> [What needs to be done]:
Can you pull every line of the entries below into your reply word for word, leaving out the pictures?
── Stored data ──
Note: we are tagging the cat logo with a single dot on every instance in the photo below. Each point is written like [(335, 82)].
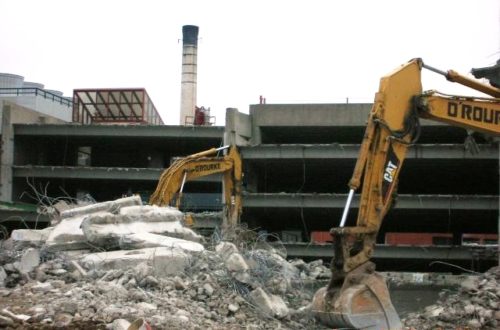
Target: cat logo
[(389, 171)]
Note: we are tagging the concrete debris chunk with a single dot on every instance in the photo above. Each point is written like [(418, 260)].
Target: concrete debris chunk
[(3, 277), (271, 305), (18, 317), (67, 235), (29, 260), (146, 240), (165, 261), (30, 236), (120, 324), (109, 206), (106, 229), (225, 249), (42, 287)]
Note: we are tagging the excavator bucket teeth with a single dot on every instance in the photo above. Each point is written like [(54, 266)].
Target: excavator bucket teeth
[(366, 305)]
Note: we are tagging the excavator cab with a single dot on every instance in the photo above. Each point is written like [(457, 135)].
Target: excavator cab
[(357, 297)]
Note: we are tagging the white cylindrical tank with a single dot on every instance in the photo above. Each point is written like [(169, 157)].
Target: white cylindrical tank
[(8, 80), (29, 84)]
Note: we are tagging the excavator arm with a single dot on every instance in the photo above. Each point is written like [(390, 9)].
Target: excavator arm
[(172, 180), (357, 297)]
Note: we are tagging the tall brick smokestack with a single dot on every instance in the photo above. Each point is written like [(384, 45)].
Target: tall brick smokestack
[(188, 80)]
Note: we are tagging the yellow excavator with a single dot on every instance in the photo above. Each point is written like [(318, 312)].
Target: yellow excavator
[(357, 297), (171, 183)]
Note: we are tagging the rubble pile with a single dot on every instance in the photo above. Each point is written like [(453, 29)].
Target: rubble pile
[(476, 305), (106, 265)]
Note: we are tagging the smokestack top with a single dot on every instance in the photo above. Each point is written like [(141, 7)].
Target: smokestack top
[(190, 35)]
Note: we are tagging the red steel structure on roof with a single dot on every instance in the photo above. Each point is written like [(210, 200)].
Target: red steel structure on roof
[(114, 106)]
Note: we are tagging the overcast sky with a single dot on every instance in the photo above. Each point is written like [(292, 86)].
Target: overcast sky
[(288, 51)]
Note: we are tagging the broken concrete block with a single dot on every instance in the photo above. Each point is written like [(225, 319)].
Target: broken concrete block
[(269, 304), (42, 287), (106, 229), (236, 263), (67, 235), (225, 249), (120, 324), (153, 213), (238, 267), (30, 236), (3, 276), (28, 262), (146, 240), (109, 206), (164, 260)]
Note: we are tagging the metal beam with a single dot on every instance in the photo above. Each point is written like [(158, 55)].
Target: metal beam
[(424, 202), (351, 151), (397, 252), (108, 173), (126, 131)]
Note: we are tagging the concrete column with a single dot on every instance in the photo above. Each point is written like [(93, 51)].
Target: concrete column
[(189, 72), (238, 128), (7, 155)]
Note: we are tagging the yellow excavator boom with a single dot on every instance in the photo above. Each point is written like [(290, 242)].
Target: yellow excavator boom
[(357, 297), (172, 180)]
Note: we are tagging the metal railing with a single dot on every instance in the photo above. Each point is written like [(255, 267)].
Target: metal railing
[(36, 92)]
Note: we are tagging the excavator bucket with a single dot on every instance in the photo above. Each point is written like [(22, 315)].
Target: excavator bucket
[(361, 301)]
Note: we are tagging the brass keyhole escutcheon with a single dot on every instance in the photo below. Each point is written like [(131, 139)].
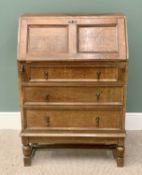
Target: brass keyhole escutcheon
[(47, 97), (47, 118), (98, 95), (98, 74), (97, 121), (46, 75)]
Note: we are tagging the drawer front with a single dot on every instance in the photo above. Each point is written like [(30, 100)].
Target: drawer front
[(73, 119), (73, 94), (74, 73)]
───
> [Solution to the problem]:
Note: we are tagging the cat logo with a single dot on every instance in the photo below. Each point is written like [(335, 82)].
Target: cat logo
[(389, 171)]
Note: we are tagging the concrete debris chunk with a single dot on every instance in the photo above. Each point is written like [(418, 260)].
Target: concrete debris chunk
[(3, 277), (271, 305), (18, 317), (67, 235), (29, 260), (146, 240), (165, 261), (30, 236), (120, 324), (109, 206), (106, 229), (225, 249), (42, 287)]
Note: we are tagging the excavator bucket teeth with a single dot on every instance in the photo above. Each point is written like [(54, 266)].
Target: excavator bucket teeth
[(366, 305)]
Note: we are tagging the excavator cab with a single dot on every instance in the photo above. Each point is written like [(457, 135)].
Target: excavator cab
[(357, 297)]
Note: we are tagging the white cylindrical tank with a single dot on every instance in the photo above. Each point is written like [(169, 157)].
Target: white cylindrical tank
[(8, 80), (29, 84)]
Note: we are tagging the excavator arm with a single dot on every instance in the photo above. Each point is written like [(390, 9)].
Target: excavator arm
[(172, 180), (357, 297)]
Note: we are tagging the tall brick smokestack with a single dot on every instance in the photo above. Each point is written like [(384, 45)].
Target: tall brick smokestack
[(188, 80)]
Note: we are tagging the yellow excavator with a single dot on every instance in the photo above. Each point is written like [(318, 312)].
Target: yellow excavator
[(357, 297), (171, 183)]
Note: we are tagging the rubble pile with a single dot on every instance in the photo above. Each point is written like [(453, 29)].
Target: rubble pile
[(476, 305), (106, 265)]
Note: we are tagging the smokestack top with a single dot on every instance in the photo above. Each point is written like [(141, 7)].
Target: smokestack top
[(190, 35)]
Note: we are tagging the red steel structure on roof with a single dot on every instance in the photo above. Each point is written like [(210, 200)].
Target: red steel structure on roof
[(114, 106)]
Note: we are tagging the overcast sky with a single dot on every instance in the photo above. Each point is written like [(292, 86)].
Target: overcast sky
[(288, 51)]
Note: we are tagging the broken concrete block with a single dot on every instance in the photo above. Each point is written like [(225, 319)].
Target: broken concrete block
[(269, 304), (42, 287), (106, 229), (236, 263), (67, 235), (225, 249), (120, 324), (153, 213), (238, 267), (30, 236), (3, 276), (28, 262), (146, 240), (109, 206), (164, 260)]
Note: we are tagging the metal beam with a single dot on every instance in the photo above. Each point is written like [(158, 55)].
Target: metal beam
[(424, 202), (351, 151), (397, 252), (108, 173), (126, 131)]
Note: we are tagging the concrete column with a single dot on every instance in the photo above. Each point is written like [(93, 51)].
Target: concrete column
[(189, 72), (238, 128), (7, 155)]
Note: we are tagging the yellow excavator boom with a single dot on every instance in the photo above. Each point is written like [(290, 242)].
Target: yellow excavator boom
[(357, 297), (172, 180)]
Note: we are tagging the metal railing with a single dot on every instance in the photo above. Each point is written like [(255, 267)].
Target: metal railing
[(36, 92)]
Note: we are tagging the excavator bucket with a single dot on every instance in the photo above. Each point is written like [(22, 315)].
Target: excavator bucket
[(361, 301)]
Note: we are tagging the brass keyhole escutcheon with a single dot on every instance in the photo below. Each point is written like [(131, 139)].
Target: brass keyhole escutcheon
[(47, 97), (47, 118), (98, 95), (98, 74), (97, 121), (46, 75)]
Note: we are tagging the drawer front with a single dot on every instance in the photo above. Each point is written like [(30, 100)].
Target: drawer front
[(73, 119), (73, 94), (74, 73)]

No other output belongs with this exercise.